=== Section Start ===
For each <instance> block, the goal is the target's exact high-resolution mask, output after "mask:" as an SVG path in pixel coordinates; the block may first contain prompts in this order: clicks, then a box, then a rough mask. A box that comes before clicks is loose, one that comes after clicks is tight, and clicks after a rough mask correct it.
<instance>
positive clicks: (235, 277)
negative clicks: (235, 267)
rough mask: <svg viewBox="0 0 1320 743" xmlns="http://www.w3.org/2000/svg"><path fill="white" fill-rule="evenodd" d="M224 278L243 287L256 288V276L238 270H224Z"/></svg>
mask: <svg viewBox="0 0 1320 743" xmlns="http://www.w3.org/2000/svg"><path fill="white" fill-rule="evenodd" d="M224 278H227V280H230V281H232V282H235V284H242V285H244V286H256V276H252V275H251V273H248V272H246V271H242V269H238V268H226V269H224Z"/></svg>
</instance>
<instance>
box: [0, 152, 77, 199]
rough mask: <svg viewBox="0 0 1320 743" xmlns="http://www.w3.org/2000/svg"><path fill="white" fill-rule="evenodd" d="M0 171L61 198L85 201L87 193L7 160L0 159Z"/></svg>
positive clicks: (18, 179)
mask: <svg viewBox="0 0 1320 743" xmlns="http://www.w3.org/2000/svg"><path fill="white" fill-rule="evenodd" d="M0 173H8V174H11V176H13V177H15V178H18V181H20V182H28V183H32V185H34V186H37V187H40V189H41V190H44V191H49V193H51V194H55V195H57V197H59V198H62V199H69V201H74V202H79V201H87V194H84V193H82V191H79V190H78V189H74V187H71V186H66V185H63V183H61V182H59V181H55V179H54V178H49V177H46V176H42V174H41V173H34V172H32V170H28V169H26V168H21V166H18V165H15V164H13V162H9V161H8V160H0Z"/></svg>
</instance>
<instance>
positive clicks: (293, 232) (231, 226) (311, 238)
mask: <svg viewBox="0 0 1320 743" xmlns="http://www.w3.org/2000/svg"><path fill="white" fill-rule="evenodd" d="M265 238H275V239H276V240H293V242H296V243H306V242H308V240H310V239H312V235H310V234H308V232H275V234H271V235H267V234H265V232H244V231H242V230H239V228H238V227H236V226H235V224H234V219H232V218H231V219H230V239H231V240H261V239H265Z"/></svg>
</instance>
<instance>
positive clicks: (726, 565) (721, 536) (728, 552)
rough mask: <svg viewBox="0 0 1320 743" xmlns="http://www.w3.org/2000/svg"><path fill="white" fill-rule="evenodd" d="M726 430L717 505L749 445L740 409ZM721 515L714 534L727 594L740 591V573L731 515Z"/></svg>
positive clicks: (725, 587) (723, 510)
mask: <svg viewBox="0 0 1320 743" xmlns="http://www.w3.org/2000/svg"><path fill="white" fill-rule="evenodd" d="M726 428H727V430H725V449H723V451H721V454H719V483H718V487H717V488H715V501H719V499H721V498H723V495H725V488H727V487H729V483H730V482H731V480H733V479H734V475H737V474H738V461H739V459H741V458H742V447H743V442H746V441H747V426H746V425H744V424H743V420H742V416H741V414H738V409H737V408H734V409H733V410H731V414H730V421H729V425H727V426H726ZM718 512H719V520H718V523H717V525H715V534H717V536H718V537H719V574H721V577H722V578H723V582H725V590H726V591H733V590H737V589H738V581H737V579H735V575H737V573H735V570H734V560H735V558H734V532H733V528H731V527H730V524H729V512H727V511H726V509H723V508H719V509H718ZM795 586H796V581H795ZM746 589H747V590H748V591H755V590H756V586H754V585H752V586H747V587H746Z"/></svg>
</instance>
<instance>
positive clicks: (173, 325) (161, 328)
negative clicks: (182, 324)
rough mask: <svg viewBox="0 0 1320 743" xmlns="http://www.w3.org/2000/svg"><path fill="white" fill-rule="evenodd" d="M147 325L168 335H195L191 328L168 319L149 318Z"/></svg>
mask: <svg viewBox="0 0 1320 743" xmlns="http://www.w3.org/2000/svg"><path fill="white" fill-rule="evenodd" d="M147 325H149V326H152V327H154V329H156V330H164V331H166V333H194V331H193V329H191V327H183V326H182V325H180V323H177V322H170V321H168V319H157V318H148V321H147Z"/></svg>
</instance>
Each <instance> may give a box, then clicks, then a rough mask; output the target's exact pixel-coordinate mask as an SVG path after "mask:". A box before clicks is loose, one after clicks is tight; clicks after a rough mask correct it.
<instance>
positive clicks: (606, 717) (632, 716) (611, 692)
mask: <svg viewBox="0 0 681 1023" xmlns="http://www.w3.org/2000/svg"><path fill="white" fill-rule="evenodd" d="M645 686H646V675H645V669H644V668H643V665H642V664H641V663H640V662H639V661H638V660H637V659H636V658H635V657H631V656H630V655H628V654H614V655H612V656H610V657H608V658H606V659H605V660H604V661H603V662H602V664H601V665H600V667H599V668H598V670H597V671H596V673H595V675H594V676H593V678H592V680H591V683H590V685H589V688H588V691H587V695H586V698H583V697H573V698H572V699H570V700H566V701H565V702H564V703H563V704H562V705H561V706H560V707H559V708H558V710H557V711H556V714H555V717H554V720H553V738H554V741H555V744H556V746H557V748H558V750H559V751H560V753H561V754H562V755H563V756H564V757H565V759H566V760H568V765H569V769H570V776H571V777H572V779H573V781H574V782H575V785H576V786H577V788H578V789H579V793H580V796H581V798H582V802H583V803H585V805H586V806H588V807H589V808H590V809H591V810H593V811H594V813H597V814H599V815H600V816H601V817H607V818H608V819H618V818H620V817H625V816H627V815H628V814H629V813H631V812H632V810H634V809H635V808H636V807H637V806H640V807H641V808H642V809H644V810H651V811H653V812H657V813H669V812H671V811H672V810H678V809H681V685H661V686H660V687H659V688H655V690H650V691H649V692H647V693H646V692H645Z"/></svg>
=== Section End ===
Reproduce the listing above in full, word for word.

**ANSWER TO THIS TASK**
For each <instance> block, the goal is the target's exact high-resolution mask, output after "mask:" as an SVG path in pixel coordinates; the block may first contain prompts in this order: clicks, then a box, then a rough mask. A box that comes before clicks is loose, one that comes after clicks is tight, and clicks after a rough mask correct it.
<instance>
positive clicks: (235, 277)
negative clicks: (235, 267)
rough mask: <svg viewBox="0 0 1320 743" xmlns="http://www.w3.org/2000/svg"><path fill="white" fill-rule="evenodd" d="M224 278L243 287L256 288V276L238 270H224Z"/></svg>
mask: <svg viewBox="0 0 1320 743" xmlns="http://www.w3.org/2000/svg"><path fill="white" fill-rule="evenodd" d="M224 278H227V280H230V281H232V282H235V284H242V285H244V286H256V276H252V275H251V273H248V272H246V271H242V269H238V268H226V269H224Z"/></svg>
</instance>
<instance>
box: [0, 152, 77, 199]
rough mask: <svg viewBox="0 0 1320 743" xmlns="http://www.w3.org/2000/svg"><path fill="white" fill-rule="evenodd" d="M0 171L61 198L85 201L87 193L7 160L0 159Z"/></svg>
positive clicks: (18, 179)
mask: <svg viewBox="0 0 1320 743" xmlns="http://www.w3.org/2000/svg"><path fill="white" fill-rule="evenodd" d="M0 173H8V174H11V176H13V177H15V178H18V181H20V182H28V183H32V185H34V186H37V187H40V189H41V190H44V191H49V193H51V194H55V195H57V197H59V198H62V199H69V201H74V202H79V201H87V194H84V193H82V191H79V190H78V189H74V187H71V186H66V185H63V183H61V182H59V181H55V179H54V178H49V177H46V176H42V174H41V173H34V172H32V170H28V169H26V168H21V166H18V165H15V164H13V162H9V161H8V160H0Z"/></svg>
</instance>
<instance>
positive clicks: (293, 232) (231, 226) (311, 238)
mask: <svg viewBox="0 0 1320 743" xmlns="http://www.w3.org/2000/svg"><path fill="white" fill-rule="evenodd" d="M265 238H275V239H276V240H293V242H296V243H306V242H308V240H310V239H312V235H310V234H308V232H275V234H271V235H267V234H265V232H244V231H242V230H239V228H238V227H236V226H235V224H234V219H232V218H231V219H230V239H231V240H261V239H265Z"/></svg>
</instance>
<instance>
positive clicks: (726, 565) (721, 536) (728, 552)
rough mask: <svg viewBox="0 0 1320 743" xmlns="http://www.w3.org/2000/svg"><path fill="white" fill-rule="evenodd" d="M726 430L717 505L749 445L740 409ZM721 515L714 534L727 594L740 591V573L731 515Z"/></svg>
positive clicks: (725, 587) (723, 510)
mask: <svg viewBox="0 0 1320 743" xmlns="http://www.w3.org/2000/svg"><path fill="white" fill-rule="evenodd" d="M726 428H727V430H725V449H723V451H721V454H719V483H718V487H717V488H715V501H719V499H721V498H723V495H725V488H727V487H729V483H730V482H731V480H733V479H734V475H737V474H738V461H739V459H741V458H742V447H743V442H746V441H747V426H746V425H744V424H743V420H742V416H741V414H738V409H737V408H734V409H733V410H731V414H730V421H729V425H727V426H726ZM718 512H719V520H718V523H717V525H715V534H717V536H718V537H719V574H721V577H722V578H723V582H725V590H726V591H733V590H737V589H738V581H737V579H735V575H737V573H735V570H734V560H735V558H734V532H733V528H731V527H730V524H729V512H727V511H726V509H723V508H719V509H718ZM795 586H796V581H795ZM746 589H747V590H748V591H755V590H756V586H754V585H752V586H747V587H746Z"/></svg>
</instance>
<instance>
positive clicks: (173, 325) (161, 328)
negative clicks: (182, 324)
rough mask: <svg viewBox="0 0 1320 743" xmlns="http://www.w3.org/2000/svg"><path fill="white" fill-rule="evenodd" d="M147 325L168 335H195L191 328L168 319L149 318Z"/></svg>
mask: <svg viewBox="0 0 1320 743" xmlns="http://www.w3.org/2000/svg"><path fill="white" fill-rule="evenodd" d="M147 325H149V326H152V327H154V329H156V330H164V331H166V333H194V331H193V329H191V327H183V326H182V325H180V323H177V322H170V321H168V319H157V318H148V321H147Z"/></svg>
</instance>
Each <instance> may give a box, then clicks, then a rough mask; output the target's exact pixel-coordinate mask as an SVG path after "mask:". A box before clicks is loose, one after clicks is tight; clicks after a rough mask correct it.
<instance>
positive clicks: (606, 717) (632, 716) (611, 692)
mask: <svg viewBox="0 0 681 1023" xmlns="http://www.w3.org/2000/svg"><path fill="white" fill-rule="evenodd" d="M645 686H646V675H645V669H644V668H643V665H642V664H641V663H640V662H639V661H638V660H637V659H636V658H635V657H631V656H630V655H628V654H614V655H612V656H610V657H608V658H606V659H605V660H604V661H603V662H602V664H601V665H600V667H599V668H598V670H597V671H596V673H595V675H594V676H593V678H592V680H591V683H590V685H589V688H588V691H587V695H586V698H583V697H573V698H572V699H570V700H566V701H565V702H564V703H563V704H562V705H561V706H560V707H559V708H558V710H557V711H556V714H555V717H554V720H553V738H554V741H555V744H556V746H557V748H558V750H559V751H560V753H561V754H562V755H563V756H564V757H565V759H566V760H568V765H569V769H570V776H571V777H572V779H573V781H574V782H575V785H576V786H577V788H578V789H579V793H580V796H581V798H582V802H583V803H585V805H586V806H588V807H589V808H590V809H591V810H593V811H594V813H597V814H599V815H600V816H601V817H607V818H608V819H618V818H620V817H625V816H627V815H628V814H629V813H631V812H632V810H634V809H635V808H636V807H637V806H640V807H641V808H642V809H644V810H651V811H653V812H657V813H669V812H671V811H672V810H678V809H681V685H661V686H660V687H659V688H655V690H650V691H649V692H647V693H646V692H645Z"/></svg>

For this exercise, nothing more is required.